▸ **EXCERPTED TEXT**:

- Opening Delimiter -

A raccoon taken on January 6, 2021 from the 600 block of the Embro Odell Road, Littleton in Warren County has tested positive for rabies at the North Carolina State Laboratory of Public Health.
The raccoon was acting strangely and subsequently euthanized. Fortunately, the owner was able to prevent their dogs from contact with the raccoon and were up to date on rabies vaccinations. A rabies booster has been recommended as a safety precaution.
Dogs and cats not current on their rabies vaccination that come into contact with a rabid animal have very few options. One option is quarantining the pet for a period up to 6 months at the owner’s expense; the second is euthanizing the pet.
The raccoon continues to be the majority of cases of animals testing positive for rabies in North Carolina, followed by the skunk and fox. The cat continues to surpass other domestic animals, such as the dog and livestock, in testing positive for rabies. The feeding and keeping of stray and other unvaccinated cats presents a health risk to communities and the animals themselves; this practice should be halted and discouraged. The disposal of food scraps in yards and wooded areas attracts animals in general and is unsanitary. Dispose of food scraps by composting or placing in covered rubbish containers to avoid attracting animals.
North Carolina law requires that all dogs, cats and ferrets 4 months of age and older be kept current on their rabies vaccination. Failure to vaccinate pets is a violation of state law and local ordinance and owners can face fines and criminal charges. The Warren County Animal Control Department offers 1-year rabies vaccinations Monday through Friday from 2 pm to 4 pm for $5 each at the Animal Ark.

- Closing Delimiter -

▸ **RECORDED DATA**:
- Opening Delimiter -

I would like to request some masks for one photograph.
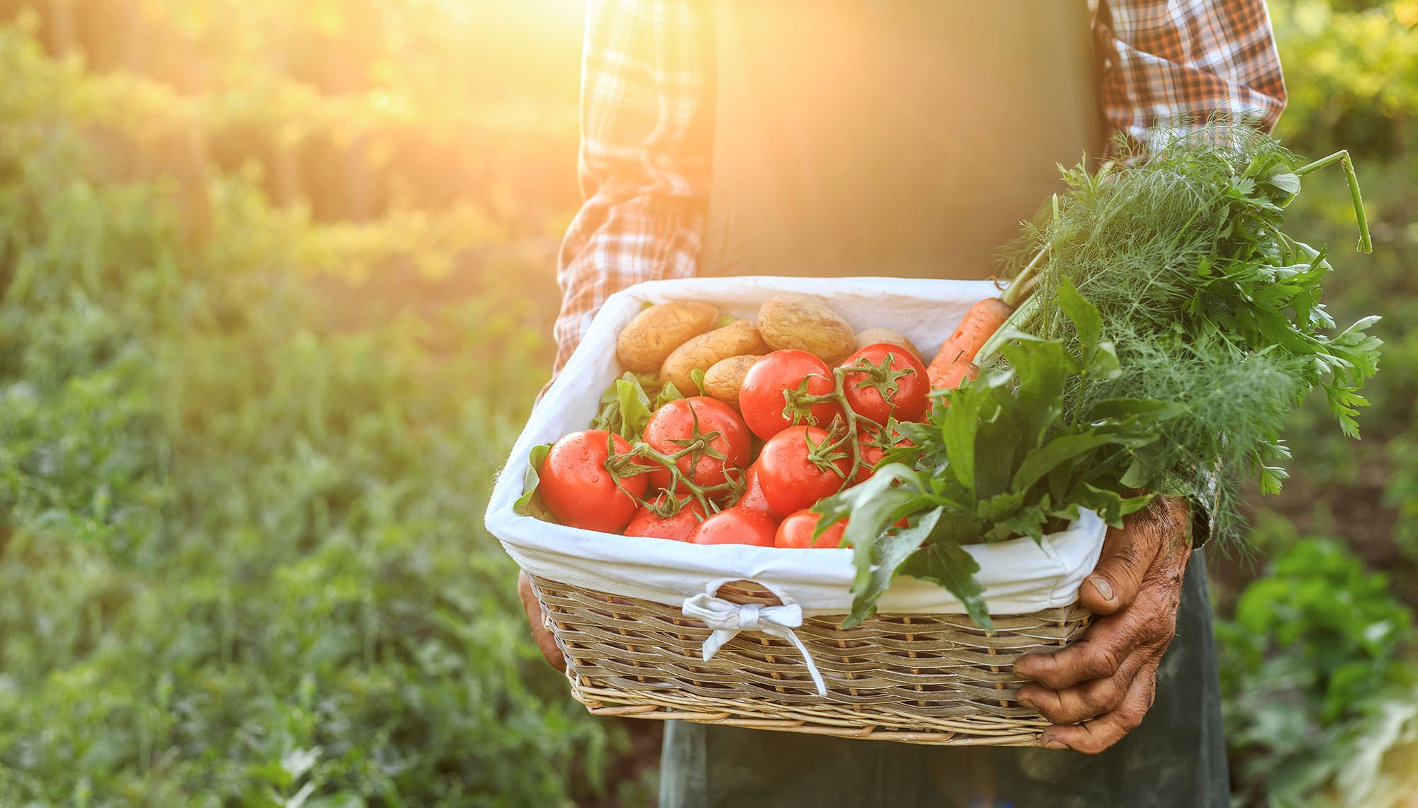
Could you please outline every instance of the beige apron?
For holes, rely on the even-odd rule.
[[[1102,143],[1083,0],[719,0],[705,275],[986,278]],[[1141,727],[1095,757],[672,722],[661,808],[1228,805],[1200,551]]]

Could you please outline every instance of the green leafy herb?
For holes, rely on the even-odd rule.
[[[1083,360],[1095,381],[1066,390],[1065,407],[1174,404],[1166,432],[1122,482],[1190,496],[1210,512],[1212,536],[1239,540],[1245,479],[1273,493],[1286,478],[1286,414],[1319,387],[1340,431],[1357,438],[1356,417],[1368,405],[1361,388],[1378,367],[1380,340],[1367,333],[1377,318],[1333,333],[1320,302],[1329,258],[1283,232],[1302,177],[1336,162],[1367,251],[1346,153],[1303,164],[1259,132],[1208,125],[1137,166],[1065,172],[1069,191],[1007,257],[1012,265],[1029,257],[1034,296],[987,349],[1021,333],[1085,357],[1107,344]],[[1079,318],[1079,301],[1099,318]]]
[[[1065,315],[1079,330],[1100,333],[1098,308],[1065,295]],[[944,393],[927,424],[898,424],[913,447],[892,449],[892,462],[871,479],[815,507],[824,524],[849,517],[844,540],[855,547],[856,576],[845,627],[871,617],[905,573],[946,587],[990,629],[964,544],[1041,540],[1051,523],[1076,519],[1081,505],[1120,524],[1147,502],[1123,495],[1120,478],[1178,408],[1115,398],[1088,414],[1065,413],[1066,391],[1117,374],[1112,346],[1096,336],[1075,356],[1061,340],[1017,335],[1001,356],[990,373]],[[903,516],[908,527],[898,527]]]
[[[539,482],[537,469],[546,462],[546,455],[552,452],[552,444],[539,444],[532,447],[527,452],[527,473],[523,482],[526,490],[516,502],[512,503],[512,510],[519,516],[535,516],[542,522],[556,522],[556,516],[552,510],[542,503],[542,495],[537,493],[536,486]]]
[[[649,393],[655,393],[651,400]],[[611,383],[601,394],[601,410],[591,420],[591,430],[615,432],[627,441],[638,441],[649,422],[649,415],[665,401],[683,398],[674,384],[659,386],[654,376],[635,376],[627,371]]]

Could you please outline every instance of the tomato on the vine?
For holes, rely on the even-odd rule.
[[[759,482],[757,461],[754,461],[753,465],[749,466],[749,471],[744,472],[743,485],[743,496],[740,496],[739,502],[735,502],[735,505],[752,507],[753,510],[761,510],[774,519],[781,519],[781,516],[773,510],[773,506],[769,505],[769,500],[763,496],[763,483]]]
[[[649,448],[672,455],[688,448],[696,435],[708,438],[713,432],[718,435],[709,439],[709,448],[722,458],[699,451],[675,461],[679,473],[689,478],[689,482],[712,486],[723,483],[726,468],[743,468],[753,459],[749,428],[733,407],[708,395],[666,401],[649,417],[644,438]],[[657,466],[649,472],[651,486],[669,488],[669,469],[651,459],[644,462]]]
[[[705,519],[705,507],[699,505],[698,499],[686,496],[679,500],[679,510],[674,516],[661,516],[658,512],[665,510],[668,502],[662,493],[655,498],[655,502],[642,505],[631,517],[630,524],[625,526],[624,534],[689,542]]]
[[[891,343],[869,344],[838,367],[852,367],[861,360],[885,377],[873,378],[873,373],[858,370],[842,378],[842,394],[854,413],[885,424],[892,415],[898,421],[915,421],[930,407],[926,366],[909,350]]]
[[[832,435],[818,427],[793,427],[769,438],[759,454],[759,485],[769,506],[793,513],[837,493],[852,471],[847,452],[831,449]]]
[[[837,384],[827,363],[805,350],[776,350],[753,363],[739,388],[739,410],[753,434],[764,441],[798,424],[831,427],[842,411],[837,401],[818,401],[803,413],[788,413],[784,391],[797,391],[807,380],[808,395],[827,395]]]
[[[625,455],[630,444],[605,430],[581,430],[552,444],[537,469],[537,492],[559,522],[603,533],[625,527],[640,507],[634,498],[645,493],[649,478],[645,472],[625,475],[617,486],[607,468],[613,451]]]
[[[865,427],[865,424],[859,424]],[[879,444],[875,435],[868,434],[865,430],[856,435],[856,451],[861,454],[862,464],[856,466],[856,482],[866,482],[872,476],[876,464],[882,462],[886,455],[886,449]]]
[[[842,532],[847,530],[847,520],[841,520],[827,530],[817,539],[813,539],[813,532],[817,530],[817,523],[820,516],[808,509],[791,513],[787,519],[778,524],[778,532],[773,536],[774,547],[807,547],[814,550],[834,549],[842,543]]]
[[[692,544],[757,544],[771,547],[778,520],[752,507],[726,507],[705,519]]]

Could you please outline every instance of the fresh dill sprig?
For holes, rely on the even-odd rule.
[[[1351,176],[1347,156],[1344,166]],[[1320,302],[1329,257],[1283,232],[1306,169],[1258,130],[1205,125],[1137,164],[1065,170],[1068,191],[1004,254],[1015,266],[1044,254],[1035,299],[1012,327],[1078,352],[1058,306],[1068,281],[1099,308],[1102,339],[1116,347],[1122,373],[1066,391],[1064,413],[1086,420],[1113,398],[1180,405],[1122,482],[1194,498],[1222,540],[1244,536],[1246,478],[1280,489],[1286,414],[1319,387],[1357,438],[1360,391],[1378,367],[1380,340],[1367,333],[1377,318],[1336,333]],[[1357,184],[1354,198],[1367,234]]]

- Closing Delimiter -
- Opening Delimiter -

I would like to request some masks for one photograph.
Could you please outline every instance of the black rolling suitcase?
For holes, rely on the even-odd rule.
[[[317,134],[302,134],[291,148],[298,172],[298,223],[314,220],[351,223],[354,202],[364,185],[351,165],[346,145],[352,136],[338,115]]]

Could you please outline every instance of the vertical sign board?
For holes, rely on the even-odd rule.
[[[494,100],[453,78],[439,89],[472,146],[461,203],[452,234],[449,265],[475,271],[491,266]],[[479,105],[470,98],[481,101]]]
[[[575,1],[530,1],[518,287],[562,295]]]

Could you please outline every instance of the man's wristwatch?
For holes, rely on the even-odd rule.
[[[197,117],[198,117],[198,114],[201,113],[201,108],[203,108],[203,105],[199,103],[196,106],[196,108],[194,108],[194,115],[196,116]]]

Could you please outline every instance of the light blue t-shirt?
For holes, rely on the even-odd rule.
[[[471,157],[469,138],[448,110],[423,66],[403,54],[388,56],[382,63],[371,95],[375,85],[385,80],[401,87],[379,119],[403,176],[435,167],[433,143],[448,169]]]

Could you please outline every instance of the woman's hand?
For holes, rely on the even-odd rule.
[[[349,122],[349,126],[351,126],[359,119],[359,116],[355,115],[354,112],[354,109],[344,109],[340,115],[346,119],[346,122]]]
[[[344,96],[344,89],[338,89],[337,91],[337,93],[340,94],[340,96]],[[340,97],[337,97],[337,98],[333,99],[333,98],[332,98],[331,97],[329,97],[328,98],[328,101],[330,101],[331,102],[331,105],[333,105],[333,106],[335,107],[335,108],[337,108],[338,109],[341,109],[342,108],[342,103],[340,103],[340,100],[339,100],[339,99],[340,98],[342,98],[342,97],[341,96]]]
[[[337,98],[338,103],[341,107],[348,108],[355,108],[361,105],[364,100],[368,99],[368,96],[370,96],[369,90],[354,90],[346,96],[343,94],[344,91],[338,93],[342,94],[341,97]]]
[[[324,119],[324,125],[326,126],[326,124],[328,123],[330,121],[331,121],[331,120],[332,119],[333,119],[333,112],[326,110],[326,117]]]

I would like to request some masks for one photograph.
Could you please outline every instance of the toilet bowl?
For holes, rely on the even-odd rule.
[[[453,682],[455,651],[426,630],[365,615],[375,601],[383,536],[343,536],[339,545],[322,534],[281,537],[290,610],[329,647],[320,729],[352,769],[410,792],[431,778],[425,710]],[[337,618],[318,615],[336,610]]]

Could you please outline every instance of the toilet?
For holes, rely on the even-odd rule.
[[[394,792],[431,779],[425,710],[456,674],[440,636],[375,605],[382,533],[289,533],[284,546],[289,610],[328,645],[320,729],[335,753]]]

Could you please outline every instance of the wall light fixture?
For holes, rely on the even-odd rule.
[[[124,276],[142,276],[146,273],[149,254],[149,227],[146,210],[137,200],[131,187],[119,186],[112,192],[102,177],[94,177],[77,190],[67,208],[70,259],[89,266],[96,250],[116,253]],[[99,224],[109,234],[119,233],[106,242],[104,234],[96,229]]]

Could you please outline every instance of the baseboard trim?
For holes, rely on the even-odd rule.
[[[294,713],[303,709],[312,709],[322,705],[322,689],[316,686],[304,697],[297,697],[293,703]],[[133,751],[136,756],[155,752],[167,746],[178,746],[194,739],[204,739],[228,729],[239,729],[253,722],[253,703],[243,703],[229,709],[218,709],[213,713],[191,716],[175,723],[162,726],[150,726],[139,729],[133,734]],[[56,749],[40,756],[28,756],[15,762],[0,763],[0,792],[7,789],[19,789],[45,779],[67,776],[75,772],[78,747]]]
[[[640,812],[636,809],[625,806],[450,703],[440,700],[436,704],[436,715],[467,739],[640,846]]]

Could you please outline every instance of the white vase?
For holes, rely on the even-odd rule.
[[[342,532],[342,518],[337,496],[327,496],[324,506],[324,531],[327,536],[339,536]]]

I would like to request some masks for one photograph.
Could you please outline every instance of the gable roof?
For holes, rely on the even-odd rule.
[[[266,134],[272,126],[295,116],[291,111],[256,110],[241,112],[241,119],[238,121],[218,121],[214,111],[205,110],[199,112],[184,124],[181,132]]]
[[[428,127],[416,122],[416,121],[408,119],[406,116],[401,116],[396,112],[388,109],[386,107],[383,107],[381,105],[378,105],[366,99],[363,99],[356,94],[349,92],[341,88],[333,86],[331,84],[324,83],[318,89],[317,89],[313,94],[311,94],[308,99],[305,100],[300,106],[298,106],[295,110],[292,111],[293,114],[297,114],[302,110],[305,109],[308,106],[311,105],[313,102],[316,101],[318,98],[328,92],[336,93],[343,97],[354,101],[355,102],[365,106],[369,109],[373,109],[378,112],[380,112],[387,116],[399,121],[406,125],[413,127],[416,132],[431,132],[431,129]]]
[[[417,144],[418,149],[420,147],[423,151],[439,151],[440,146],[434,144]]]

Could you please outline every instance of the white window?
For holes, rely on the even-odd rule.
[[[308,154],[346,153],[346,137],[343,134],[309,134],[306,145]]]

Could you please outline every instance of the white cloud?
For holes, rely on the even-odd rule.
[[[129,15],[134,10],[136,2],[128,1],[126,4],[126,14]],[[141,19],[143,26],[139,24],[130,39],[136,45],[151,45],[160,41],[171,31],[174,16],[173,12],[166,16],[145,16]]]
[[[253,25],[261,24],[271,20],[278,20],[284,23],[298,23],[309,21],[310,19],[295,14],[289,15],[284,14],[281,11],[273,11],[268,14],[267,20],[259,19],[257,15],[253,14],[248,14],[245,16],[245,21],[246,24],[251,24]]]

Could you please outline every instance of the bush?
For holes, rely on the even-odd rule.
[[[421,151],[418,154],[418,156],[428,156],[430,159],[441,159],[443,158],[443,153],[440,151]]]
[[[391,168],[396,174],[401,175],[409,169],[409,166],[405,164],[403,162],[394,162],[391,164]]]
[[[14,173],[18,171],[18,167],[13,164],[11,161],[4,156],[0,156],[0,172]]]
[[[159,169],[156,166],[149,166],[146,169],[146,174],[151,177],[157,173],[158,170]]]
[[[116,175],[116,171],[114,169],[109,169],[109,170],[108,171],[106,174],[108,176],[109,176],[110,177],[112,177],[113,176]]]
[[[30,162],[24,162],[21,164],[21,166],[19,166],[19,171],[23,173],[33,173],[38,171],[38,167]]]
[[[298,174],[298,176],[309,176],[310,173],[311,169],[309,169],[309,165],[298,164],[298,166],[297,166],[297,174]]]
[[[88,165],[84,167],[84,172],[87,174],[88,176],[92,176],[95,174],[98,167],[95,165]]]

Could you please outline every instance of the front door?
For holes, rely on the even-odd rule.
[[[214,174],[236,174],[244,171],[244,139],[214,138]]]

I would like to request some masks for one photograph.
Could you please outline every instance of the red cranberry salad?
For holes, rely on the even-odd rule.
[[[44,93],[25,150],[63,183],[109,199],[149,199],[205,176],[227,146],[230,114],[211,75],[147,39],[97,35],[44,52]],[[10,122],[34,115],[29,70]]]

- Closing Delimiter -

▸ **WHAT IS EXPECTED**:
Translate this sentence from the rabies notice into Spanish: "North Carolina law requires that all dogs, cats and ferrets 4 months of age and older be kept current on their rabies vaccination."

▸ **TASK SOLUTION**:
La ley de Carolina del Norte exige que todos los perros, gatos y hurones de 4 meses de edad o más tengan al día su vacunación contra la rabia.